* _Problem statement_:
From the line containing "# point at: single-story" to the last line of the data, both included, transcribe each line exactly, leaving out pictures and adding nothing.

* _Records supplied_:
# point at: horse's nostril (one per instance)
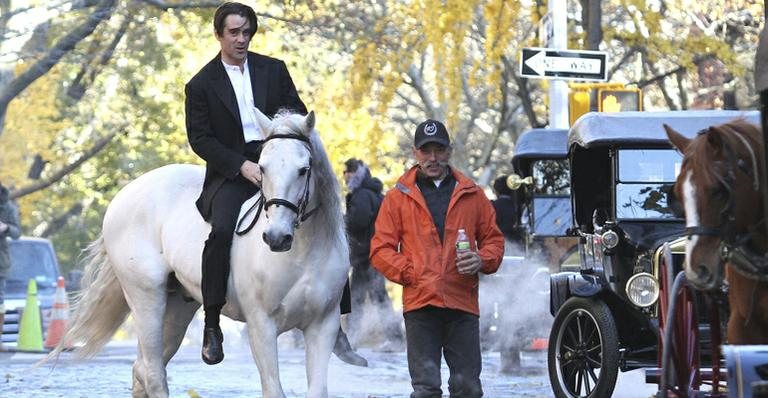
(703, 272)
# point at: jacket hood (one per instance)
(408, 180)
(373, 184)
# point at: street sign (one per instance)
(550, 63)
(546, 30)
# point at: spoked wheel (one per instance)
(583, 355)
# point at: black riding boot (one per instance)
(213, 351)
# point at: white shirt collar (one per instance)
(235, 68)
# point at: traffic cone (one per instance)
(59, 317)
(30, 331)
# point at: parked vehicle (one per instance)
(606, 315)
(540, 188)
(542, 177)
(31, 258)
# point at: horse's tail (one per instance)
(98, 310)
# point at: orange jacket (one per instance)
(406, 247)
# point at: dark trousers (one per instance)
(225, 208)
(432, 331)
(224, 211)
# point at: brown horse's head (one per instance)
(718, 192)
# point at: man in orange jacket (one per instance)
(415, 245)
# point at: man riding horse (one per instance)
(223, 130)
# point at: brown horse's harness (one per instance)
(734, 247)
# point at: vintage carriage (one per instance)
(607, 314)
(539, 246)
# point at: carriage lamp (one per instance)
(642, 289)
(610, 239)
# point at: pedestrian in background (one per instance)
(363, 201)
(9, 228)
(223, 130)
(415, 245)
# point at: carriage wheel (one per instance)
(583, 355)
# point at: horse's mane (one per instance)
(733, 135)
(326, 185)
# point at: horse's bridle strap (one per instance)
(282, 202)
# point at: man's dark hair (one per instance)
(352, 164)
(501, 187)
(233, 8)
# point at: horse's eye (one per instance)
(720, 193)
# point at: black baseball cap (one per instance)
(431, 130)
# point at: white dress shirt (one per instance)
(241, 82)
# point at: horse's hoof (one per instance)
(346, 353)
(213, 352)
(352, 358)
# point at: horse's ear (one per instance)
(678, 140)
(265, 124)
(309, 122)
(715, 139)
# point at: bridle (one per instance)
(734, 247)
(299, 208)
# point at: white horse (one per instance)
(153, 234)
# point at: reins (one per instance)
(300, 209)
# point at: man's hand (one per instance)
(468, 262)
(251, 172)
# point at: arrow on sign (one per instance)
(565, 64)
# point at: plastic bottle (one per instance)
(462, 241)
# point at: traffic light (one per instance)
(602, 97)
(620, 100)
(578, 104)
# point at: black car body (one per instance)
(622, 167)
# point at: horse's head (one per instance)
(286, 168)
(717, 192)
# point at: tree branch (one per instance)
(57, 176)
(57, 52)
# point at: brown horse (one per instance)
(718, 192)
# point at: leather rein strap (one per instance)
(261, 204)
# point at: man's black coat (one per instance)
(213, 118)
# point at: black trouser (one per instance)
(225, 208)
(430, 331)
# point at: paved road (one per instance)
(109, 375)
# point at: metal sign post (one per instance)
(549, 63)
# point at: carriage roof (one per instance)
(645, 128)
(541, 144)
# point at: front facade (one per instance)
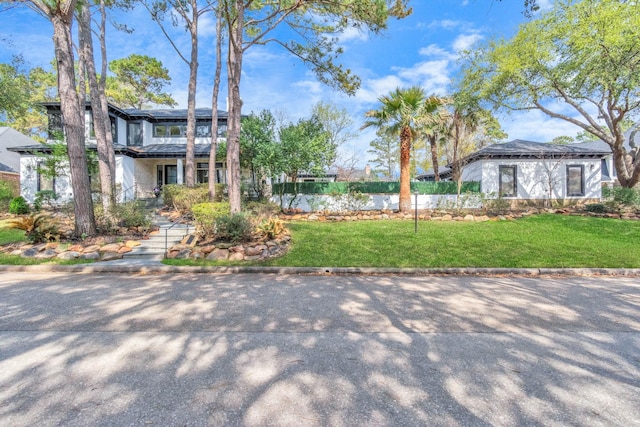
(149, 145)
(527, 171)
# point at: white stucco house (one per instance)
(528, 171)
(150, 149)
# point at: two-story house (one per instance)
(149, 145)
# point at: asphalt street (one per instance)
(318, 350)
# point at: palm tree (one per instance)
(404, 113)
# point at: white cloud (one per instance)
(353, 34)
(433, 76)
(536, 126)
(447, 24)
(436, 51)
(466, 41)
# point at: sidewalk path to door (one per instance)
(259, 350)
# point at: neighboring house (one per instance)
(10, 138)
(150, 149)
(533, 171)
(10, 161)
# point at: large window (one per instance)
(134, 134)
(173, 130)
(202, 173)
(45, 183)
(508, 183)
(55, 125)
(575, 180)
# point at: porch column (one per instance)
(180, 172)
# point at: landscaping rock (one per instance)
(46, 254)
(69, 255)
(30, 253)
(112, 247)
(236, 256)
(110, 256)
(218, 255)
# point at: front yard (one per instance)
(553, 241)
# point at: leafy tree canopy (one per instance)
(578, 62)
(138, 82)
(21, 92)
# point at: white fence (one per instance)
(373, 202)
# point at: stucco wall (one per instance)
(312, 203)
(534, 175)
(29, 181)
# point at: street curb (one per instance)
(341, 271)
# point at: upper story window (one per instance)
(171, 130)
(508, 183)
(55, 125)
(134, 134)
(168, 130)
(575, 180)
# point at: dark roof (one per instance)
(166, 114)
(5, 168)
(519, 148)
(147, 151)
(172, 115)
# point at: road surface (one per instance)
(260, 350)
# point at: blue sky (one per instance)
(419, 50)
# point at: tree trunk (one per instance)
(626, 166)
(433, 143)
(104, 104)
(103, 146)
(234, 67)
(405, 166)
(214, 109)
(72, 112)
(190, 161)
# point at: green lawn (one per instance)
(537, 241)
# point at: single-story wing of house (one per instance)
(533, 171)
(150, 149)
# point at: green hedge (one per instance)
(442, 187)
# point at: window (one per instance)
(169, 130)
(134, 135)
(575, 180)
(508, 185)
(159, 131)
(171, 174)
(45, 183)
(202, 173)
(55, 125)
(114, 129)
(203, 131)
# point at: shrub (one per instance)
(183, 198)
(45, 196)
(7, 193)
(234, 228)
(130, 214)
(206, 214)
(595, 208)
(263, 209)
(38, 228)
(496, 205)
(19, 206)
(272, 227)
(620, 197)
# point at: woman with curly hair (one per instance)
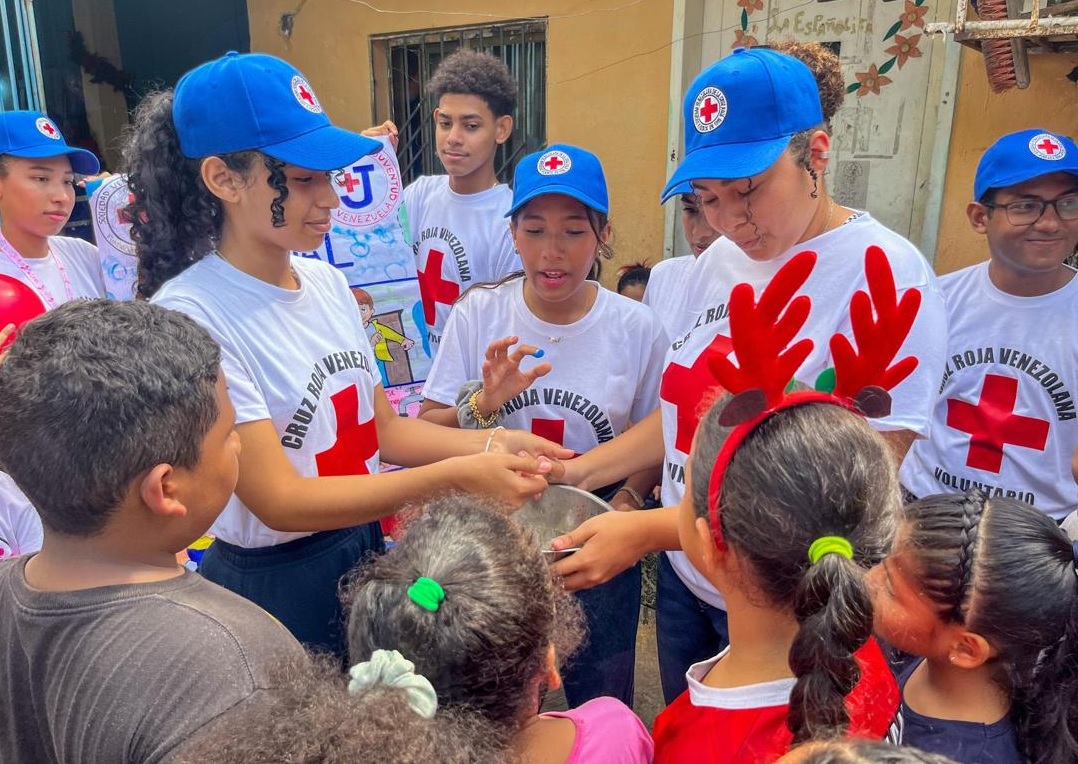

* _Solution below_:
# point at: single-story wing of house (one per instance)
(533, 171)
(150, 149)
# point at: green hedge (one per instance)
(442, 187)
# point at: window (one per instance)
(169, 130)
(134, 135)
(575, 180)
(508, 185)
(159, 131)
(171, 174)
(45, 183)
(202, 173)
(55, 125)
(114, 129)
(203, 131)
# point at: shrub (one per instance)
(183, 198)
(45, 196)
(7, 193)
(234, 228)
(130, 214)
(206, 214)
(595, 208)
(263, 209)
(38, 228)
(496, 205)
(19, 206)
(272, 227)
(620, 197)
# point at: woman with curly hair (one per instance)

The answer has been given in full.